### Your goal
All lines from the one containing "Locate the hiker's" through the end of the material below are to be printed exactly, both ends included, minus pictures.

### Given information
==============================

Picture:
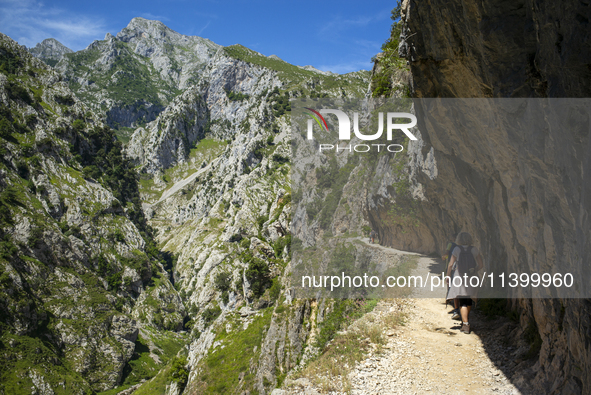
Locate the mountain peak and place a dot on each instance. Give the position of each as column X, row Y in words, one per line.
column 50, row 51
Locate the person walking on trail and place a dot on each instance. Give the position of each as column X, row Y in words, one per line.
column 469, row 261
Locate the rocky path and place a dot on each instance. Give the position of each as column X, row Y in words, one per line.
column 429, row 354
column 184, row 182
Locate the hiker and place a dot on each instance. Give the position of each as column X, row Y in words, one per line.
column 446, row 258
column 469, row 261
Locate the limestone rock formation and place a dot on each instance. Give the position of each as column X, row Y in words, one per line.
column 509, row 197
column 50, row 51
column 79, row 275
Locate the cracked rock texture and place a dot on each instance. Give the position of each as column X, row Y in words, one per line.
column 526, row 200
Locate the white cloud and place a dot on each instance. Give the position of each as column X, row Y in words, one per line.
column 30, row 22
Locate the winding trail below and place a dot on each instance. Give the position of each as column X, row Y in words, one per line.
column 429, row 354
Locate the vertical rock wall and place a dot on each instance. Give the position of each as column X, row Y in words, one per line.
column 533, row 208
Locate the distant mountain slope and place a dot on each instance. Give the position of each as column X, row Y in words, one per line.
column 50, row 51
column 132, row 77
column 83, row 287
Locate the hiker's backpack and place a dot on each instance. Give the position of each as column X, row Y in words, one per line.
column 466, row 260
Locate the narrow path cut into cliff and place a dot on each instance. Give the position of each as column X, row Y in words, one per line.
column 429, row 354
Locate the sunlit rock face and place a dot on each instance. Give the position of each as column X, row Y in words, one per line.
column 524, row 197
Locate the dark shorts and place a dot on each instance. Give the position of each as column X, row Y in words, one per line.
column 467, row 302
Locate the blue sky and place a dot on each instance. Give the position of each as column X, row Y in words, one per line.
column 340, row 36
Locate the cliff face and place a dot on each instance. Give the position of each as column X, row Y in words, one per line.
column 131, row 77
column 526, row 200
column 50, row 51
column 80, row 279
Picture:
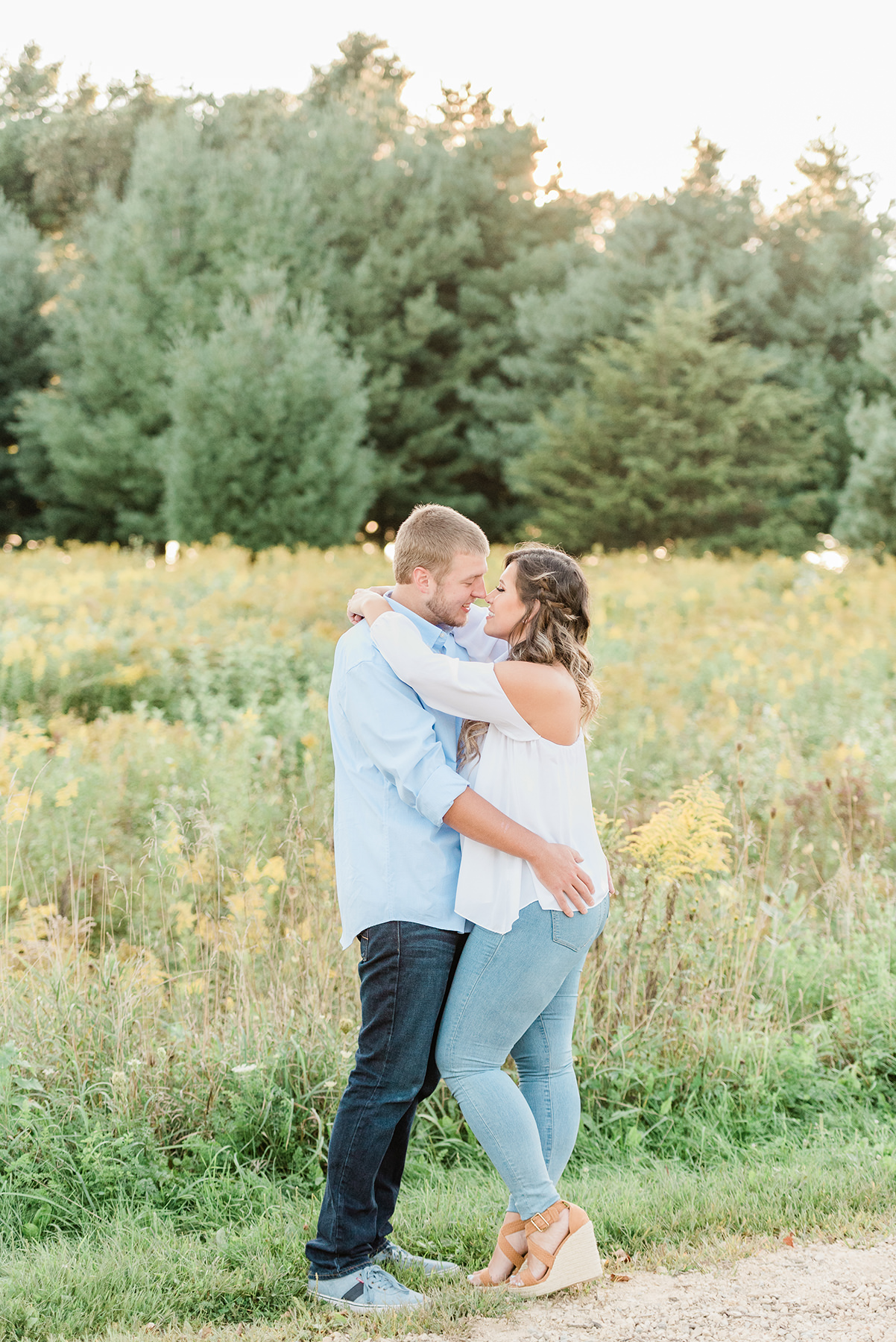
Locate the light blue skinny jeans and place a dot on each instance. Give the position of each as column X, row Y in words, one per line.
column 515, row 995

==============================

### The answer
Locate the hiker's backpack and place a dot on each instance. Give the position of each as column X, row Y in words, one per line.
column 466, row 260
Locate the narrow path cut into cliff and place a dot on each instance. Give the position of each as column X, row Y in words, one per line.
column 429, row 354
Locate the sunlit rock face and place a dot on each instance. Give the position of each as column X, row Y in words, one per line.
column 524, row 197
Locate the dark shorts and place a dot on each instance. Give the position of each as column X, row Y in words, one per line.
column 467, row 302
Locate the blue sky and place a dot on each instance. Give the position of each as column X, row Y in words, one per line.
column 340, row 36
Locate the cliff face and place a dot on each instance. Give the position of each as column X, row Y in words, one per line.
column 131, row 77
column 526, row 200
column 50, row 51
column 80, row 279
Picture:
Locate the light blue skinny jeans and place a dot on each instance. Give the position of each as column X, row Y in words, one per line.
column 515, row 995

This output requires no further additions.